- [AIM OF THE EXERCISE]: Only the lines from the one containing "Tag the jacket sleeve" through the end of the data below should be copied, each exactly as written and with both ends kept.

- - - -

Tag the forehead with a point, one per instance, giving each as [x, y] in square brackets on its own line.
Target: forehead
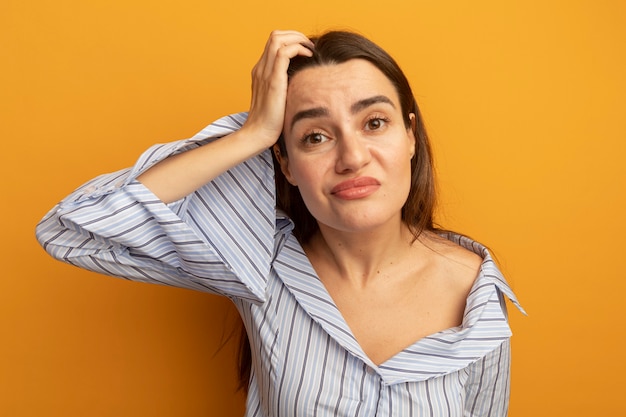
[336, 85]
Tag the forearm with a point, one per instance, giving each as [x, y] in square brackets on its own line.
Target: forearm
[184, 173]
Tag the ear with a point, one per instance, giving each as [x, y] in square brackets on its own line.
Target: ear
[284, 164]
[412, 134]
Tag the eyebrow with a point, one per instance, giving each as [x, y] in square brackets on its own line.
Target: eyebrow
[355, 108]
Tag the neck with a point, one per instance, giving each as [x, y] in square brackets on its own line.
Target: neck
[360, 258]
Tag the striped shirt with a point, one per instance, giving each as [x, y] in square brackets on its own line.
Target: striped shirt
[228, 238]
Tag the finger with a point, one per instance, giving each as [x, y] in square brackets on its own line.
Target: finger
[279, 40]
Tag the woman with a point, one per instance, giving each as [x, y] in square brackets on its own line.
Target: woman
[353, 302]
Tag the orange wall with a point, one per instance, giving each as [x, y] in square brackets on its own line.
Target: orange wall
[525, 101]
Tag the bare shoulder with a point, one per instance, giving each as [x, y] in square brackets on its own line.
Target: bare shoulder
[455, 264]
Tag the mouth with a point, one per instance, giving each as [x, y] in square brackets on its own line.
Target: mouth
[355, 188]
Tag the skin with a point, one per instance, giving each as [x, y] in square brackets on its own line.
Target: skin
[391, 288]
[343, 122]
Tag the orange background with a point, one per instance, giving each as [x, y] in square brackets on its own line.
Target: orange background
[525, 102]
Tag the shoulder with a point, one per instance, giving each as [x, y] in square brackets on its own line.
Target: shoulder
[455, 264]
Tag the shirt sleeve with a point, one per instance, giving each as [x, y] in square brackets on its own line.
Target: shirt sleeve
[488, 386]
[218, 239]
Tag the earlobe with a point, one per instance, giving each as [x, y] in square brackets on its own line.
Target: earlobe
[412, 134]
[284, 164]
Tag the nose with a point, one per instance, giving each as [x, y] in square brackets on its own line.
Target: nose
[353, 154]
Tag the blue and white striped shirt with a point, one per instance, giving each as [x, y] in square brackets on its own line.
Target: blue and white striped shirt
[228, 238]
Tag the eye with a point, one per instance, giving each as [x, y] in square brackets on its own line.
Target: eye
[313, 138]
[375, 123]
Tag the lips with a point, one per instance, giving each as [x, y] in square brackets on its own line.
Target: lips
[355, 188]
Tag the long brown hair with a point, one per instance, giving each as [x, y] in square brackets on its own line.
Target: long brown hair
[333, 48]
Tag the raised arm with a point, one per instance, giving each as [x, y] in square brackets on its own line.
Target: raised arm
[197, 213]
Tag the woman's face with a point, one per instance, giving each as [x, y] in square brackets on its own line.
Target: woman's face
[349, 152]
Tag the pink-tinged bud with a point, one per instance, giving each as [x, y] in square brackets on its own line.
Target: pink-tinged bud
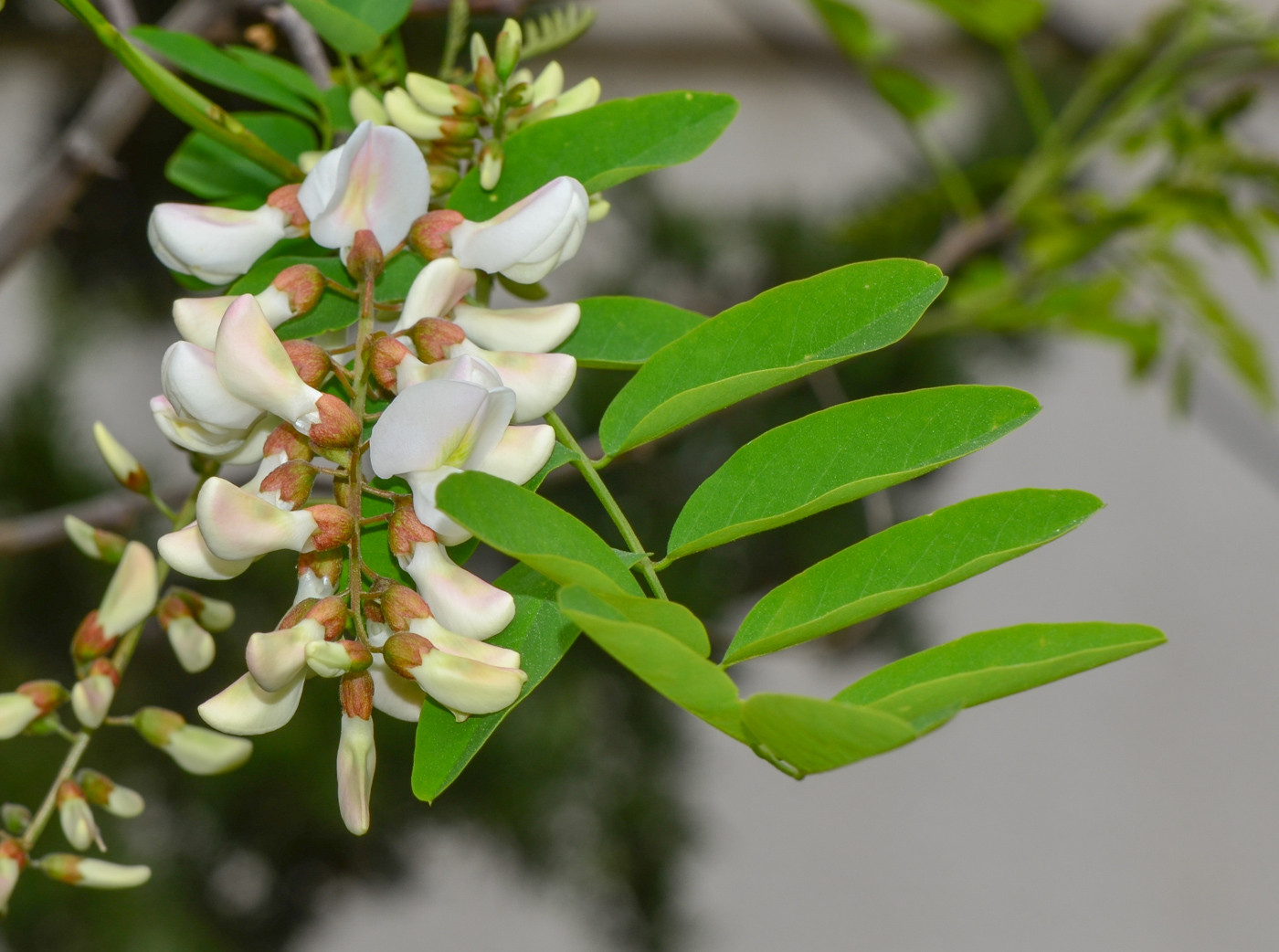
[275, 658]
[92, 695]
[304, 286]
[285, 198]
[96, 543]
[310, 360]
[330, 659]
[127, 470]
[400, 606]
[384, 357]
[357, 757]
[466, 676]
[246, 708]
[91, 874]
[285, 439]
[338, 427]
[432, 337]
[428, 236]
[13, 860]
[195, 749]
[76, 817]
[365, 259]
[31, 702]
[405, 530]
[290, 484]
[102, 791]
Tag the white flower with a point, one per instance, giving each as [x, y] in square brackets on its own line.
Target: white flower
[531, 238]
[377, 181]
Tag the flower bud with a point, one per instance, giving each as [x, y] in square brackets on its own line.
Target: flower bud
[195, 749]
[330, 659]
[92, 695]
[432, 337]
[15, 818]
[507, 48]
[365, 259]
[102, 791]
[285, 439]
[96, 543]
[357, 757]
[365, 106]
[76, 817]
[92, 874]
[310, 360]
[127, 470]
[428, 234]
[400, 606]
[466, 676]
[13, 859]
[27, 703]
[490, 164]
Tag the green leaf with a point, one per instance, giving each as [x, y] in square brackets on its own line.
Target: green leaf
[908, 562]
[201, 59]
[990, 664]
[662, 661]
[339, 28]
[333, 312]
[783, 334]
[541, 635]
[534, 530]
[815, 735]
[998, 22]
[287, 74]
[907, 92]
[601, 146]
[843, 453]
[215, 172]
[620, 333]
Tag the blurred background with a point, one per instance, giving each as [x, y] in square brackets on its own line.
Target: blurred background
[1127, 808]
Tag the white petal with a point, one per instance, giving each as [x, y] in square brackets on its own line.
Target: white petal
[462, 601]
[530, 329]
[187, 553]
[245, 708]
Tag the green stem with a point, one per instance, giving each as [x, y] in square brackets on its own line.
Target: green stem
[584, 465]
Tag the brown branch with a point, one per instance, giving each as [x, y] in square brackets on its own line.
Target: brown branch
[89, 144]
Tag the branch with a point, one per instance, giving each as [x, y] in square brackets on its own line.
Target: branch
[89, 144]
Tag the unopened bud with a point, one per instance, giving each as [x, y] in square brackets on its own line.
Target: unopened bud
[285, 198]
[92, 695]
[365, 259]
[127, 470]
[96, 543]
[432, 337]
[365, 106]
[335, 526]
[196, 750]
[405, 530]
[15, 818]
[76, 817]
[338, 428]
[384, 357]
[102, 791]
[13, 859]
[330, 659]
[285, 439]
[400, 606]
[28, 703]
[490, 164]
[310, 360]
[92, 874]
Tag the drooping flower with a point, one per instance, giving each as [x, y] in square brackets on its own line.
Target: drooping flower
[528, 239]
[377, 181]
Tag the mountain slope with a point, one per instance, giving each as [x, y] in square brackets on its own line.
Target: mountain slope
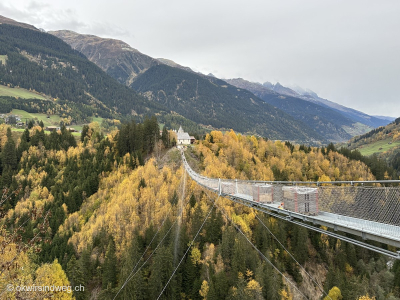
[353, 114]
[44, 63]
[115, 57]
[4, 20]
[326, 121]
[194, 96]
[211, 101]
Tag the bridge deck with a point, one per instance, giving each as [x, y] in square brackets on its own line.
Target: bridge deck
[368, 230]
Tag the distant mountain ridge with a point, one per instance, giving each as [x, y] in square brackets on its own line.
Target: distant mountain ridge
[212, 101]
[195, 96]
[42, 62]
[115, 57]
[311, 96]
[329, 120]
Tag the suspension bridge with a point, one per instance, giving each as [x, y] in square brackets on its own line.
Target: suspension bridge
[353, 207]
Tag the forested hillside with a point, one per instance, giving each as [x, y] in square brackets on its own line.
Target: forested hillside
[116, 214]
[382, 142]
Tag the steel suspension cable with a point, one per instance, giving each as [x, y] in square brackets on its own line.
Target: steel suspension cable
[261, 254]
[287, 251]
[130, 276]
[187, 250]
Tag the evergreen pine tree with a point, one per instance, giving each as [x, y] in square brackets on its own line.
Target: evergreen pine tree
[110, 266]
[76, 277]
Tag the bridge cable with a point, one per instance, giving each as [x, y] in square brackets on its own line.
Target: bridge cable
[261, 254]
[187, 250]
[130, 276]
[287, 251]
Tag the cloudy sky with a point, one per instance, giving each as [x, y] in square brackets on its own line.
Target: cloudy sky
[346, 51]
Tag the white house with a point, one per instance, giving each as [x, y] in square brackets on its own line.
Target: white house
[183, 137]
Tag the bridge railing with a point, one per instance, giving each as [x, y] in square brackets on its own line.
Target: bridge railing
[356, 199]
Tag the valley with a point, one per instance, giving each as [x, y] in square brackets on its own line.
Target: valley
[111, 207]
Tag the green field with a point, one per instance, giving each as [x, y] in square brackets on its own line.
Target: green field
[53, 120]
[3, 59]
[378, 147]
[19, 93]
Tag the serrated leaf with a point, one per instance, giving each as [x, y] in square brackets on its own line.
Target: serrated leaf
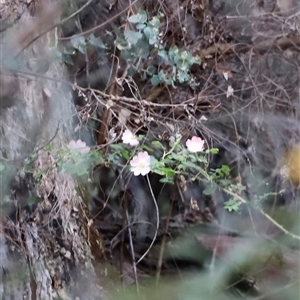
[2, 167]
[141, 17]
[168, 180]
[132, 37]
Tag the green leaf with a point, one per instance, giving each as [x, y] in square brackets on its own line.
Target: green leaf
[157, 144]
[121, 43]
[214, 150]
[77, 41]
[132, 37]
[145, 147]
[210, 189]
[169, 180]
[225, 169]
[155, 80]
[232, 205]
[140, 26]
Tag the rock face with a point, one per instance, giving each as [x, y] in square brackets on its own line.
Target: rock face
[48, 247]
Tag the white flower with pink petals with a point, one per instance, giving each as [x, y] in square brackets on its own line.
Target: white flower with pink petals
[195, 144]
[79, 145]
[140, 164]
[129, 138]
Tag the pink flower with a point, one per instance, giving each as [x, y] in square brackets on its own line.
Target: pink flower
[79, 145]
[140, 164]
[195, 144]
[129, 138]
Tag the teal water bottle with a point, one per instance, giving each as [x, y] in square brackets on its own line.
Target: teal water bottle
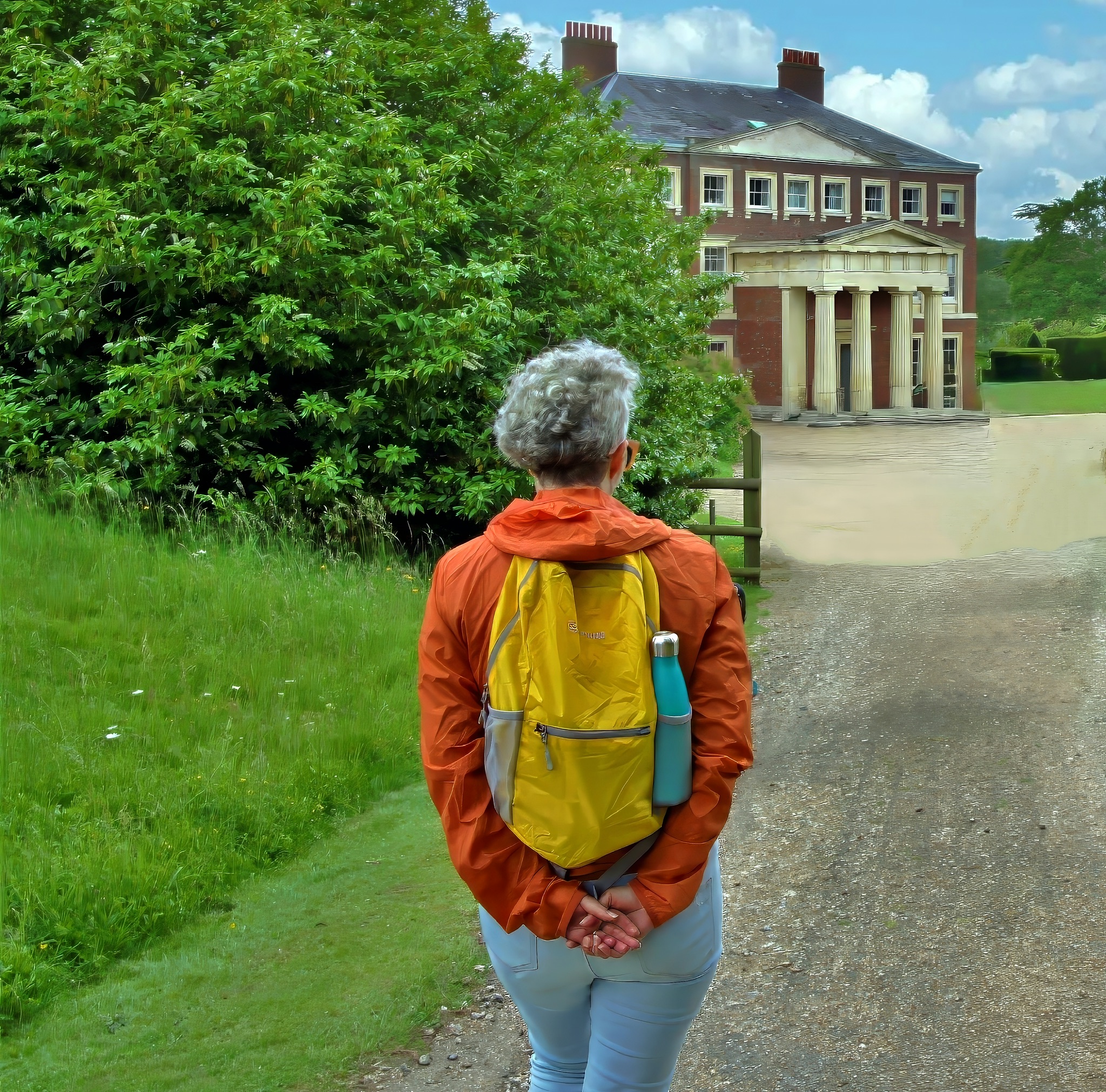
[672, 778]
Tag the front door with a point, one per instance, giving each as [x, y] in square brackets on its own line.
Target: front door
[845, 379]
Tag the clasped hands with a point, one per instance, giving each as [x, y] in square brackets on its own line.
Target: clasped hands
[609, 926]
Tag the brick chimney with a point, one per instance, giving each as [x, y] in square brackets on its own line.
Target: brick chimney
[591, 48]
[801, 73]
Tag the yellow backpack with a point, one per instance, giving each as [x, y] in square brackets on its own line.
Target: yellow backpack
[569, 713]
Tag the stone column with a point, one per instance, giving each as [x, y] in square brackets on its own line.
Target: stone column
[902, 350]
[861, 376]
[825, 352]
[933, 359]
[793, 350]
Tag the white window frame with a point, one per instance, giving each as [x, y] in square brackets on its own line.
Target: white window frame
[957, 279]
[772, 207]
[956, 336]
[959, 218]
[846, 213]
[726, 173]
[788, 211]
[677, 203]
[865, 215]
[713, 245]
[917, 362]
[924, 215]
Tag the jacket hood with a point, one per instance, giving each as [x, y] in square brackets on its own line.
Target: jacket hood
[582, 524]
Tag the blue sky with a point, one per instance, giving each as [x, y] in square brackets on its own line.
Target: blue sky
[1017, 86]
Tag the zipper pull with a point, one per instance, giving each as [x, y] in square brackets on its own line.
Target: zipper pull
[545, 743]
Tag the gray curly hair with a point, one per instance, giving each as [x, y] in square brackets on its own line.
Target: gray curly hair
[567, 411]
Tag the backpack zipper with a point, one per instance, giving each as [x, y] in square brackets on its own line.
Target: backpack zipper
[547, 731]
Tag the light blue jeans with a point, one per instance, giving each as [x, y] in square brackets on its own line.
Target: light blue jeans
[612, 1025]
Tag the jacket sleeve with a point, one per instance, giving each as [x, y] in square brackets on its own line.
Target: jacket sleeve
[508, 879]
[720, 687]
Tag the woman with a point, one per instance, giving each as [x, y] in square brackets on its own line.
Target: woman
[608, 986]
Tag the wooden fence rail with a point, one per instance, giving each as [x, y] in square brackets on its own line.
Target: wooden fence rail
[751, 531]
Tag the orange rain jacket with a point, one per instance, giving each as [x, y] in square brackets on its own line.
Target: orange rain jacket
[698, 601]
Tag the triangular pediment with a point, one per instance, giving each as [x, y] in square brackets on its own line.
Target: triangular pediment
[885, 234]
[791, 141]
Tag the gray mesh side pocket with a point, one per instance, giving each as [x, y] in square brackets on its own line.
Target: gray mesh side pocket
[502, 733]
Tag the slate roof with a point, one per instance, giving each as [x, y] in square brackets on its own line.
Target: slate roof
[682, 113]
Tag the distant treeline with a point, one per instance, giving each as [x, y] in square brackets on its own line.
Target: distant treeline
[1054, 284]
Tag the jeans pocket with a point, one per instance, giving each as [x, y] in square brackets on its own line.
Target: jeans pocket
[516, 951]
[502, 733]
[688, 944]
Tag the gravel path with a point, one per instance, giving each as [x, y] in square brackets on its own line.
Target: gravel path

- - - -

- [ANSWER TO THE TASK]:
Tag the jacket sleeve with a point, one per instance, giving each as [x, y] in square brackets on its own line.
Target: jacket sleeve
[508, 879]
[720, 687]
Tag the woman with a point, one per instance, giving each as [x, y] in square brackets on its own line.
Target: woman
[608, 986]
Tag the wooden fence rail with a point, one per instance, giving each as [x, y] in square brackets on its own line.
Target: wooden fence rail
[751, 531]
Tag the orange rain jacket with a point, one per instance, giving each as [x, y] in square brackets on its own line.
Target: orange rain jacket
[698, 601]
Tag the triangular pediment with a point, one per instance, giving each as [x, y] in square brackets on its own line.
Target: triangular pediment
[885, 234]
[791, 141]
Tag the gray mesh side pocket with a point, one per instance, giving each as [x, y] in square brackets on its own line.
Target: gray mesh side pocket
[502, 733]
Tag the slate roof with a point, one per instance, giving each as [x, y] in square brackets on its own line.
Target: slate roof
[682, 113]
Tag the distant treeline with a point, one per instance, giving each as [x, y] in square brackets on its own line.
Target: distant treeline
[1054, 284]
Tag the jeans pocket with a point, one per instance, giving each as [x, y] in square brackets on its own line.
Target: jeans pocket
[516, 951]
[502, 733]
[688, 944]
Tag the gravel path with a point, one per instance, giving each as [x, y] in square brackets on its own line.
Target: gravel path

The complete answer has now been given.